------ Quoted passage

Connected When It Matters Most

One of the clearest use cases is transport and public safety. Future 6G networks could help keep people connected on trains, motorways, shipping routes and remote roads where coverage today is patchy or inconsistent. In emergencies, the same technologies could allow ambulances, fire crews, drones, hospitals and local authorities to share live information even when fixed infrastructure is damaged or overloaded. This is where the combination of terrestrial networks, satellites and intelligent network management becomes powerful: the user may not know which network layer is carrying the connection, but the service remains available when it matters. 

Intelligent Networks

AI will be central to 6G, but it is also one of the most debated areas. AI could help networks predict demand, improve coverage decisions, manage radio resources, reduce unnecessary signaling, and automate parts of network operation. It could also support future AI services running across devices, applications, and networks. The benefit is a network that adapts more intelligently to people’s needs. The risk is that AI can add complexity, increase energy use, create security concerns, or make systems harder to understand and control. As a consequence, there is a strong focus on a) developing stable, validated and verified AI solutions for networks, b) using AI where it delivers measurable benefits and on making future systems secure, trustworthy, and interoperable. There are also international activities to standardise training data to minimise the risk of bias and data poisoning. 

The Rules That Make 6G Possible

Regulation is not a side issue for 6G; it is part of the core technology story. Spectrum – the radio frequencies used by mobile and satellite systems – is limited, valuable and internationally coordinated. This is especially important for satellite integration, because satellites cross national borders and can interfere with terrestrial systems if rules are not carefully aligned. Regulators will also have a role in privacy, AI governance, security, sensing, and the use of data. In short, 6G is not only a technical project; it is also a policy, safety, and public-interest project.

------------
------ Listed records

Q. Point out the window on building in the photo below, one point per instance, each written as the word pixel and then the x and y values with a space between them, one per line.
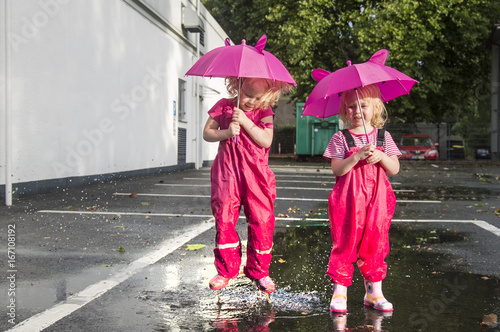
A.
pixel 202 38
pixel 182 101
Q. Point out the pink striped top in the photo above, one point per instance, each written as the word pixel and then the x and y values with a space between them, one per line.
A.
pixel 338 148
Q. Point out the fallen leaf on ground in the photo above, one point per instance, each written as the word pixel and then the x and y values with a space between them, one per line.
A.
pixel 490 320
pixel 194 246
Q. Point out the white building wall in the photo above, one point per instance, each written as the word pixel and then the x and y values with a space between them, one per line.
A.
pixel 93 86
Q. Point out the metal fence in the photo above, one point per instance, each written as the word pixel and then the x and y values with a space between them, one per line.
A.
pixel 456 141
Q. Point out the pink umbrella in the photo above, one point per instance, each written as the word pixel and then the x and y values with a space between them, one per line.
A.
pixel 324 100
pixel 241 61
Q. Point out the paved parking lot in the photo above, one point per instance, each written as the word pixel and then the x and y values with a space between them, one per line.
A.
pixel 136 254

------------
------ Listed records

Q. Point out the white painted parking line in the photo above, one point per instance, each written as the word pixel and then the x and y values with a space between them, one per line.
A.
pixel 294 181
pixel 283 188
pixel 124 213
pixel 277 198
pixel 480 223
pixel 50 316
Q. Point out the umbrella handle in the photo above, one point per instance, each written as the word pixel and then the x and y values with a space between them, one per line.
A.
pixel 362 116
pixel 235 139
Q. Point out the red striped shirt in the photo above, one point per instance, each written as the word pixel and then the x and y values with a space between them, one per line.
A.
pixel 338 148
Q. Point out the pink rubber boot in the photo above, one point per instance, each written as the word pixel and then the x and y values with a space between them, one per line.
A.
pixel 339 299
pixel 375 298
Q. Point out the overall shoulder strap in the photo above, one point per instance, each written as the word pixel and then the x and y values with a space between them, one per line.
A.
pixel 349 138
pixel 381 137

------------

| Problem description |
Reproduce word for word the part of the passage on 6G networks starting with "Regulation is not" and going on through "and public-interest project.".

| Answer for the task |
Regulation is not a side issue for 6G; it is part of the core technology story. Spectrum – the radio frequencies used by mobile and satellite systems – is limited, valuable and internationally coordinated. This is especially important for satellite integration, because satellites cross national borders and can interfere with terrestrial systems if rules are not carefully aligned. Regulators will also have a role in privacy, AI governance, security, sensing, and the use of data. In short, 6G is not only a technical project; it is also a policy, safety, and public-interest project.